**Do this:** Print out the entries below with no edits.

**Stored rows:**
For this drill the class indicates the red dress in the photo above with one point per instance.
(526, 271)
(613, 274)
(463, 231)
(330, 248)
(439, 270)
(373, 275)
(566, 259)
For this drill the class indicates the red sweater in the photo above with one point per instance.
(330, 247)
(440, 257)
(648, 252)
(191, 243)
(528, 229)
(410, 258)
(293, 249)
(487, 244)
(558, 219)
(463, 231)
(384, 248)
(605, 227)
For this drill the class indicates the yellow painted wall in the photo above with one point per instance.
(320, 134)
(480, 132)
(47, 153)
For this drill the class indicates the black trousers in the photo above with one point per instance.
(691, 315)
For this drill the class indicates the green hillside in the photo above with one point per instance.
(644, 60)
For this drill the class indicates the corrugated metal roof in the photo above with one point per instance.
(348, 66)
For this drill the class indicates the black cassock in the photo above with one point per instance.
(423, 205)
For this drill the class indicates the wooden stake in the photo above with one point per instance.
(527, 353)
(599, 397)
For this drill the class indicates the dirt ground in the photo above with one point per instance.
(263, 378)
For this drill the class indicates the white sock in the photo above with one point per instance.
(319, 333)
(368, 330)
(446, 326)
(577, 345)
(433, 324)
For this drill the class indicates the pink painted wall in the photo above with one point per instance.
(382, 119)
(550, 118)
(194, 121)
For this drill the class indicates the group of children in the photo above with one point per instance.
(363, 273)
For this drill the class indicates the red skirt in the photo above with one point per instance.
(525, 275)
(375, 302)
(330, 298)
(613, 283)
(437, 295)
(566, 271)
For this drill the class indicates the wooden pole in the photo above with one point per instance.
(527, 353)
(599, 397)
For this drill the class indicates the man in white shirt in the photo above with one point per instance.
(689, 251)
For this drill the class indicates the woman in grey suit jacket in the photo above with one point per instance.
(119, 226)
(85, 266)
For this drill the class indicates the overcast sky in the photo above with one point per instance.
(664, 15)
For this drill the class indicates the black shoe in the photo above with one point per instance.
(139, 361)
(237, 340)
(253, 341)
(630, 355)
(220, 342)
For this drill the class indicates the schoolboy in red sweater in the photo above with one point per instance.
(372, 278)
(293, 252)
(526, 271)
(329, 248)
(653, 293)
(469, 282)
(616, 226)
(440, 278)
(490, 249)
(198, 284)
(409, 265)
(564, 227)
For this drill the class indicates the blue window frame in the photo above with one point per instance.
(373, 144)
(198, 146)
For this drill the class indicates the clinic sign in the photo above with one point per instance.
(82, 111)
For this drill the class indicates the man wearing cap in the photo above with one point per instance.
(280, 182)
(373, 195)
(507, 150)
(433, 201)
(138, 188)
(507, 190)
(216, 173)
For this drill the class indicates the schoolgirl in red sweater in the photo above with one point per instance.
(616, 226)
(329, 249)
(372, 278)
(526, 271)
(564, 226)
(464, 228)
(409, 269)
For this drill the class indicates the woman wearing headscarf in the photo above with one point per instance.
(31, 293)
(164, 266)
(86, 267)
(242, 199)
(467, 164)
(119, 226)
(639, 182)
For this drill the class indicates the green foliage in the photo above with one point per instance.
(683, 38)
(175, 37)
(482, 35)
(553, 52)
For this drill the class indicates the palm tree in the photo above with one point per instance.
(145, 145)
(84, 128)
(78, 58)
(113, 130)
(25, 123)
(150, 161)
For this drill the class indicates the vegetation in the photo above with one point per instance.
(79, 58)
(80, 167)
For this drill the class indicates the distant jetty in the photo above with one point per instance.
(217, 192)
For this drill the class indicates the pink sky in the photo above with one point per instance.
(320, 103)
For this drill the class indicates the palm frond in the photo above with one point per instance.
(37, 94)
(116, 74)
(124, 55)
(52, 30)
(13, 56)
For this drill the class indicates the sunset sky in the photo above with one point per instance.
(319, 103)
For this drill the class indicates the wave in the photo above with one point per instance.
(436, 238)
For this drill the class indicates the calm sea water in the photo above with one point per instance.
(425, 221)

**Answer to the task:**
For this drill the class indicates the red dress in the photo above with one point per instance.
(526, 271)
(613, 274)
(463, 231)
(330, 248)
(439, 270)
(373, 275)
(566, 259)
For this drill the class indicates the red sweater in the photo above with one point per instance.
(330, 247)
(440, 257)
(648, 252)
(191, 243)
(528, 229)
(410, 258)
(293, 249)
(487, 244)
(558, 219)
(463, 231)
(384, 248)
(605, 227)
For this drill the class indicates the yellow painted wall in the photo above with one point per instance.
(320, 134)
(480, 132)
(47, 153)
For this drill the class indicates the black trousers in the photo above with one point per instance.
(691, 315)
For this drill the class indicates the green hillside in the photo above with one point per instance.
(644, 60)
For this drill the class indicates the corrugated metal roof in the photo above with one point per instance.
(348, 66)
For this drill the class indicates the black cassock in the photo above with one point per instance.
(423, 205)
For this drill the class indicates the wooden stake in the photo above with one point per instance.
(527, 353)
(599, 397)
For this drill the class indicates the dirt ground in the photo above with one point per instance.
(263, 378)
For this drill the class indicates the white sock in the photo above with one point per instance.
(319, 333)
(368, 330)
(446, 326)
(577, 345)
(433, 324)
For this drill the class indicates the pink painted wall in the photo above with one point per instance.
(382, 119)
(550, 118)
(194, 121)
For this drill the class indicates the group of children in the photo above with one point per instance.
(363, 273)
For this drill the class indicates the red skirt in the photo above with one point per instance.
(525, 275)
(375, 302)
(330, 298)
(613, 283)
(437, 295)
(566, 271)
For this drill the class indicates the wooden pole in the photo above with one point per instance.
(527, 353)
(599, 397)
For this drill the class indicates the man in white shirt in the photo above with one point per instance.
(689, 251)
For this drill the class indicates the woman in grey suit jacket in the photo above with one point per instance.
(119, 226)
(85, 266)
For this drill the class indicates the overcast sky in the photo above with one point per instance.
(664, 15)
For this drill the class indicates the black shoe in the photo above with one point per instance.
(139, 361)
(237, 340)
(253, 341)
(630, 355)
(220, 342)
For this drill the class indicates the schoolboy in red sweater in the photo above with one point per instance.
(372, 278)
(293, 252)
(526, 271)
(329, 248)
(653, 293)
(469, 282)
(616, 226)
(440, 278)
(490, 249)
(198, 284)
(409, 265)
(564, 227)
For this drill the class indicates the blue window frame in the photo above with one point per instance.
(373, 144)
(198, 146)
For this drill the class indicates the clinic sign in the photo above with one point per instance.
(82, 111)
For this drill the class indicates the man wearing cap in the photo above with one point per instance.
(280, 182)
(373, 195)
(507, 150)
(433, 201)
(138, 188)
(507, 190)
(216, 173)
For this drill the class indicates the schoolgirl in red sweater in the photo above with one point per instance.
(616, 226)
(329, 249)
(372, 278)
(526, 271)
(564, 226)
(464, 228)
(409, 269)
For this drill the class indicates the woman wearing headscarf in the photo above with one point per instance.
(31, 293)
(164, 266)
(86, 267)
(242, 199)
(467, 164)
(119, 226)
(639, 182)
For this drill the class indicates the green foliage in the photo above with one point per instance.
(683, 38)
(175, 37)
(482, 35)
(553, 52)
For this drill the class indicates the palm tree in the photo above with one point per instance.
(145, 145)
(84, 128)
(78, 58)
(113, 130)
(25, 123)
(150, 161)
For this drill the class indicates the vegetation in the photo above with one point per instance.
(79, 58)
(80, 167)
For this drill the class indicates the distant jetty in the photo above with one point per instance.
(217, 192)
For this drill the class indicates the pink sky in the photo above with one point per instance.
(320, 103)
For this drill the class indicates the palm frond in the photo above with one point per instance.
(37, 94)
(116, 74)
(124, 55)
(52, 30)
(13, 56)
For this drill the class indicates the sunset sky in the photo above with one point per instance.
(319, 103)
For this drill the class indicates the wave in the photo above with one point per instance.
(436, 238)
For this drill the class indicates the calm sea water in the photo above with one point per instance.
(425, 221)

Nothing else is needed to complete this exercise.